■ **EXERCISE**
Retype each of the following items word for word, leaving out the picture.
● ● ● ●
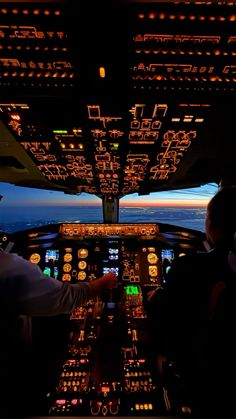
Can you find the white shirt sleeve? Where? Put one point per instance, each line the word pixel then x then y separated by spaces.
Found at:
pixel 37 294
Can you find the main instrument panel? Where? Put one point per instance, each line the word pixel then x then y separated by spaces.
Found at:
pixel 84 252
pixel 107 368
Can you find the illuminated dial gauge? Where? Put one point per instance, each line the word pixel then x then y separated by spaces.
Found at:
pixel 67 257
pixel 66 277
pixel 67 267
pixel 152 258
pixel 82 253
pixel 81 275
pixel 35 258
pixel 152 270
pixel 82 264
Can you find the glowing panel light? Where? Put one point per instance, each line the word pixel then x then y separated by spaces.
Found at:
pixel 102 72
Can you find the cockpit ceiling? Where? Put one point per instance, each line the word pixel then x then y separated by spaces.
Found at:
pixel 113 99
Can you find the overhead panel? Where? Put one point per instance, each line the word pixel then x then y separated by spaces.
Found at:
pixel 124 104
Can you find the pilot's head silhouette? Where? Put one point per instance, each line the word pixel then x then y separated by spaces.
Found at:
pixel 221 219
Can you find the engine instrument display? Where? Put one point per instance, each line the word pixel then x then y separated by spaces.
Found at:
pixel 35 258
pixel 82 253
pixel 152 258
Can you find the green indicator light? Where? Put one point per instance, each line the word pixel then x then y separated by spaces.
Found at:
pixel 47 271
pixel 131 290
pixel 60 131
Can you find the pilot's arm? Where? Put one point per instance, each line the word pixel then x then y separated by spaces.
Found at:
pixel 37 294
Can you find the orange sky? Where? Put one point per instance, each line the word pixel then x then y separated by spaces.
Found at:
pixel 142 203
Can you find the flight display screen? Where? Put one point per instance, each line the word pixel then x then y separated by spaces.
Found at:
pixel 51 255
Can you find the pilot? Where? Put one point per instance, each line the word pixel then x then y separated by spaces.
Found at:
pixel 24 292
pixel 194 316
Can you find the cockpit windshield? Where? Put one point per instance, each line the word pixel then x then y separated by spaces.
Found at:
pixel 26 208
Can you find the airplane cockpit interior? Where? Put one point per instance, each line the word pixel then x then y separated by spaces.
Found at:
● ● ● ●
■ **TASK RESULT**
Can you find the white shirt sleeve? Where? Put one point per instance, each line the word pixel then x then y separated by spaces.
Found at:
pixel 37 294
Can you find the main instrument panel? Where? Put one point per instance, each line the word pixel then x then y separated by spaces.
Found at:
pixel 84 252
pixel 107 368
Can you find the illuminated dial gauge? Where? Put one point per instance, each line the word pixel then x then y separated by spaces.
Found at:
pixel 67 257
pixel 66 277
pixel 67 267
pixel 152 258
pixel 82 253
pixel 81 275
pixel 35 258
pixel 152 270
pixel 82 264
Can you find the glowing panel light? Where? Put one point per instance, each line the word pixel then x then y separated by spaces.
Found at:
pixel 102 72
Can you find the cockpit ceiling? Where? Put one point per instance, each line the word pixel then x then y separated by spaces.
Found at:
pixel 113 99
Can you find the overhead panel? Where? Put one point per instance, each line the word pixel then x then y separated by spaces.
Found at:
pixel 124 104
Can you find the pilot's head silhouette? Where? Put one point per instance, each line the word pixel then x then y separated by spaces.
Found at:
pixel 221 219
Can you find the engine instrument display? Where? Put one point per instance, each line the word pixel then x then y separated by spaces.
Found at:
pixel 35 258
pixel 82 253
pixel 152 258
Can you find the green indicator light? Where? Put one point per instance, each line the word pixel then x then y separated by spaces.
Found at:
pixel 47 271
pixel 131 290
pixel 60 131
Can you find the pilot's arm? Where? Put one point per instance, each line the word pixel then x then y separated by spaces.
Found at:
pixel 37 294
Can you find the orange sky? Where? Put one point per instance, each line the word pixel then x then y separated by spaces.
Found at:
pixel 142 203
Can you find the flight display screen? Where? Put one point per instance, each line the word pixel then x then y separated by spaces.
Found at:
pixel 51 255
Can you find the pilot? Where? Put one point per instance, each line the word pixel then x then y separated by spaces.
Found at:
pixel 24 292
pixel 194 316
Can you find the cockpit windshield? Where? Put one point per instance, each line the word pixel then x then y separated by spaces.
Found at:
pixel 26 208
Can you find the airplane cockpit interior? Where? Put one point per instance, each line the word pixel then x then y separated by spaces.
Found at:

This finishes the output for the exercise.